Üniversiteye giriş sınavlarına saatler kaldı.
Adayların üzerindeki sınav baskısına bir de korona korkusu eklenince moraller altüst oldu. Onların bu kaygısı, ailelerini tedirgin etmeye devam ediyor. Peki, ne yapmak gerekiyor?..
Sınav öncesi benzer kaygılar her zaman vardı. Bu yıl daha etkin hale gelmesi biraz da korona yüzünden.
Bilim Kurulu ve Sağlık Bakanı Koca’nın açıklamalarına bakıldığında, haksız da sayılmazlar. Çünkü, pandemi riski dün ne ise bugün de o! Yani dikkatli hem de çok dikkatli olmak gerekiyor!..
Peki, başka neler yapmak gerekiyor? İşte onlardan bazıları:
Ders çalışmayı artık tümüyle kesin.
Mümkün olduğunca sınav ve korona konularında konuşmayın.
Nezle, grip gibi basit hastalıklar da olsa yakalanmamaya özen gösterin.
Mümkün olduğunca dışarıda yemek yemeyin, midenizi bozmayın!
Sınavdan bir saat önce sınav merkezinde olmakta yarar var. Çünkü kuyruklar uzayabilir!
Eyvah geride kalacağım diye panik olmayın, çünkü diğer adayların da sizden farkı yok! Onlar da aynı telaşın içerisinde!
Konuları yetiştiremedim diye tasalanmayın, ne kadar çalışırsanız çalışın hep eksik vardır!
Siz bu sınava şampiyon olmak için değil, istediğiniz fakültede okumak için giriyorsunuz. Bunu sakın unutmayın!
200’ü aşkın üniversite ve 800 bin civarında kontenjan var. İlle de üniversiteli olmak istiyorsanız, mutlaka olursunuz ama seçici olun!

Alıştırma Yönergeleri =>
**A.** Alıntıya göre adayların sınavdan bir saat önce sınav merkezinde bulunmasının neden yararlı olduğunu bir ila üç cümleyle açıklayın.
**B.** Alıntının "Adayların üzerindeki sınav" sözcükleriyle başlayıp "da korona yüzünden." sözcüklerine kadar devam eden kısmını hiç değiştirmeden yeniden yazın.

Sağlanan Veriler =>
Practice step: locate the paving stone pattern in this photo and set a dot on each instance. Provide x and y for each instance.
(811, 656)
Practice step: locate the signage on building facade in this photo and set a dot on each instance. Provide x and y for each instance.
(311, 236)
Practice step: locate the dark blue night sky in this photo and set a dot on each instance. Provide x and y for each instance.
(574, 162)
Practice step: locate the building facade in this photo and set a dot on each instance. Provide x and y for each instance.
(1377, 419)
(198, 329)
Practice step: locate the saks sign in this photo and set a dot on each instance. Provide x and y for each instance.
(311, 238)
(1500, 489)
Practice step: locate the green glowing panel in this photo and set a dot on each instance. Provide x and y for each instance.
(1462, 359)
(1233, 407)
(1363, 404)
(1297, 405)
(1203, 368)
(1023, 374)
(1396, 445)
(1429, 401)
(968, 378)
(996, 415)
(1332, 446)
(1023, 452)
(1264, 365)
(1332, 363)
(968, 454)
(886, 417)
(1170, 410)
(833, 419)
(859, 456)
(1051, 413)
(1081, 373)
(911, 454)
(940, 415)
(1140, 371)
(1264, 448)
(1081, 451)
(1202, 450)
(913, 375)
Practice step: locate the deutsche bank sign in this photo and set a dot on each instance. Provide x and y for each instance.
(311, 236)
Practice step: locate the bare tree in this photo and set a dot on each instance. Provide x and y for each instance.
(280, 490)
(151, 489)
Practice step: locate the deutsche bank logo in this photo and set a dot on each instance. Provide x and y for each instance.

Etkinlik Cevapları =>
**A.** Kuyruklar uzayabileceği için sınavdan bir saat önce sınav merkezinde olmak yararlıdır.

**B.**
Adayların üzerindeki sınav baskısına bir de korona korkusu eklenince moraller altüst oldu. Onların bu kaygısı, ailelerini tedirgin etmeye devam ediyor. Peki, ne yapmak gerekiyor?..
Sınav öncesi benzer kaygılar her zaman vardı. Bu yıl daha etkin hale gelmesi biraz da korona yüzünden.